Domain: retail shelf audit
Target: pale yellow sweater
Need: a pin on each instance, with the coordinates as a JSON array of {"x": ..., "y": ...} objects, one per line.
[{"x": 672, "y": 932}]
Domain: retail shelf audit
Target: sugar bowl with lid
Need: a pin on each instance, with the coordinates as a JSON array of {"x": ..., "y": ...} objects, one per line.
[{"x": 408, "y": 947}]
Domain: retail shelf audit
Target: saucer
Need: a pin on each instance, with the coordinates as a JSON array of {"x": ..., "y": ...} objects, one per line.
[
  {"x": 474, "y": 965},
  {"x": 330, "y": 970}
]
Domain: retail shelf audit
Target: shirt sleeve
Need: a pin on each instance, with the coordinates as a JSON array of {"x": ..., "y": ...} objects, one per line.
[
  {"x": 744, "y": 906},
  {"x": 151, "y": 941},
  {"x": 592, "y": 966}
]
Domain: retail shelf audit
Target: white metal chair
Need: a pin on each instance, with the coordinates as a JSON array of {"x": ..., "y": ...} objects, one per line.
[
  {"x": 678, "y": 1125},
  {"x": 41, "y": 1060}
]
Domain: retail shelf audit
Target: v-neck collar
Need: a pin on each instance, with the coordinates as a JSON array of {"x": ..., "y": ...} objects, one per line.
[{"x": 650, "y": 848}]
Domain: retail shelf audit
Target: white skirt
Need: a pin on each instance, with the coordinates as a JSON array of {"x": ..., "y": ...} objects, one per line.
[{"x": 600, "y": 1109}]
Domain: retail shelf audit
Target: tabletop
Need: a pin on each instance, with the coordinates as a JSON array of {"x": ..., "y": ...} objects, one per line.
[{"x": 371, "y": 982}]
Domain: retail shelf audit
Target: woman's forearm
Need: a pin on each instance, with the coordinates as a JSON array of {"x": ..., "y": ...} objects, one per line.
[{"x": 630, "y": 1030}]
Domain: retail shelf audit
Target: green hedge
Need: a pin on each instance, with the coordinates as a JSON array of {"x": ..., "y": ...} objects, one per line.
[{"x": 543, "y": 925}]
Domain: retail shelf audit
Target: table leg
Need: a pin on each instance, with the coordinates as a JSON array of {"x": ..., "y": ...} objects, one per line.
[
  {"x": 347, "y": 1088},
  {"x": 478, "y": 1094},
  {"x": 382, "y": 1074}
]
--- --- ---
Assignment
Repeat the entries above exactly, beginning at their first line and ending with the line that contains "Target: white metal chair", with nothing added.

Output for this task
Domain: retail shelf audit
Target: pale yellow sweater
Need: a pin on each instance, with the coordinates as a JSON array of {"x": ..., "y": ...} objects, one per line.
[{"x": 672, "y": 932}]
Domain: retail shelf audit
Target: sugar bowl with lid
Need: a pin on each instance, with the coordinates as a JSON array of {"x": ..., "y": ...} objects, one per line.
[{"x": 408, "y": 947}]
Domain: retail shelf audit
Target: saucer
Need: a pin on each instance, with the coordinates as a JSON array of {"x": ..., "y": ...} objects, one per line.
[
  {"x": 474, "y": 965},
  {"x": 330, "y": 970}
]
Domain: retail shelf audit
Target: shirt sleeve
Need: a pin on each instance, with the coordinates as a JSON array of {"x": ..., "y": ...} objects, one per line.
[
  {"x": 744, "y": 906},
  {"x": 151, "y": 941},
  {"x": 592, "y": 966}
]
Domain: retail shelf audit
Target: white metal chair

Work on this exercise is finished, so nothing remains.